## WHAT TO DO
• a. Name every university mentioned in the speaker's biography in the talk abstract on spatio-temporal prediction below.
• b. In the talk abstract on spatio-temporal prediction below, translate this sentence into Spanish: "An advantage of the method is that it offers a natural way to test for separability of the two components."

## SOURCE TEXT

◇ ◇ ◇ ◇ ◇ ◇ ◇

Statistical Models to Incorporate Heterogeneity in Spatio-temporal Prediction by Clara Grazian
Dirichlet processes and their extensions have reached great popularity in Bayesian nonparametric statistics. They have also been introduced for spatial and spatio-temporal data, as a tool to analyse and predict surfaces.
A popular approach to the Dirichlet process in a spatial setting relies on a stick-breaking representation, where the dependence over space is described in the definition of the stick-breaking probabilities. Extensions to include temporal dependence usually introduce a temporal dependence among the atoms of the Dirichlet process, however this approach does not let us properly test and incorporate a possible interaction between space and time.
In this talk, a Dirichlet process is proposed where the stick-breaking probabilities are defined to incorporate both spatial and temporal dependence. An advantage of the method is that it offers a natural way to test for separability of the two components. The performance of this approach will be tested on simulations and a real-data example from meteorology.
Dr Clara Grazian received a joint PhD in 2016 from the University Paris-Dauphine, France and the Sapienza University of Rome, Italy, working on Bayesian analysis for mixture models and copula models. She then joined the Nuffield Department of Medicine and the Big Data Institute of the University of Oxford to work on an international project trying to investigate mechanisms of drug resistance developed by tuberculosis. Before joining the School of Mathematics and Statistics at the University of Sydney, Clara was Senior Lecturer in Statistics at the University of New South Wales. Her interests include both theoretical and applied aspects of Bayesian statistics, with applications in microbiology and environmental sciences.

◇ ◇ ◇ ◇ ◇ ◇ ◇

## EXTRACTED MATERIAL
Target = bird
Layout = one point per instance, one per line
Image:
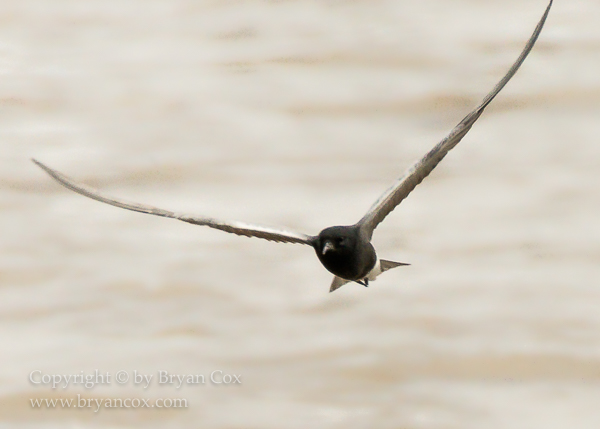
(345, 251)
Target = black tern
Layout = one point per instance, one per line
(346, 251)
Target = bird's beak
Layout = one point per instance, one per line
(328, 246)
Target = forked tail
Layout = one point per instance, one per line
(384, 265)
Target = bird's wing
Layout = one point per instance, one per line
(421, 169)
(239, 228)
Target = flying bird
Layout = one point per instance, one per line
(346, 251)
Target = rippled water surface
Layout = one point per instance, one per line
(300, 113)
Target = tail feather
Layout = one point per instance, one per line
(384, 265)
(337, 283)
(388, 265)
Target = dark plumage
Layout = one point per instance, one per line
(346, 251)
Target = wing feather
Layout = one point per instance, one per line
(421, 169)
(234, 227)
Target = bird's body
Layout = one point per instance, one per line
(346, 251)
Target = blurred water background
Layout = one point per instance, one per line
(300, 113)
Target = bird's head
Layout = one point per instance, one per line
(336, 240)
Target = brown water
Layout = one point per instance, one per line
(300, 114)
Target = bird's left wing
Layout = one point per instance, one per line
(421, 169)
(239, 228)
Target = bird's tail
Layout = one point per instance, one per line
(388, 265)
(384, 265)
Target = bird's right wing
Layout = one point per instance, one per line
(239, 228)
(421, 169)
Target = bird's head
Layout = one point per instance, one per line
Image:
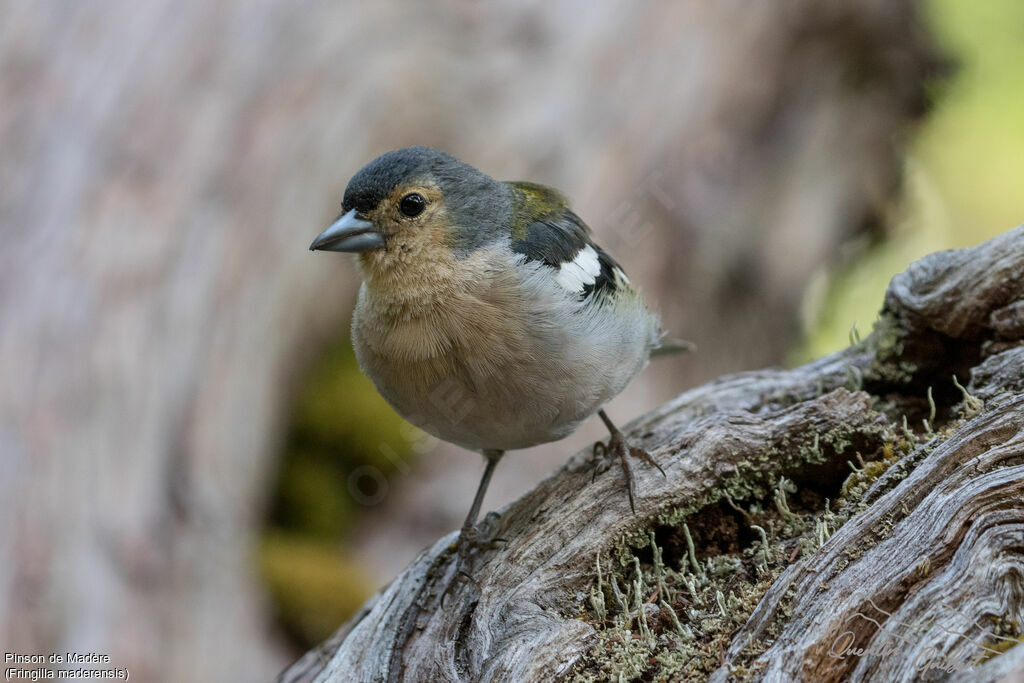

◇ ◇ ◇ ◇ ◇ ◇ ◇

## EXPECTED RESPONSES
• a.
University Paris-Dauphine
Sapienza University of Rome
University of Oxford
University of Sydney
University of New South Wales

• b. Una ventaja del método es que ofrece una forma natural de contrastar la separabilidad de los dos componentes.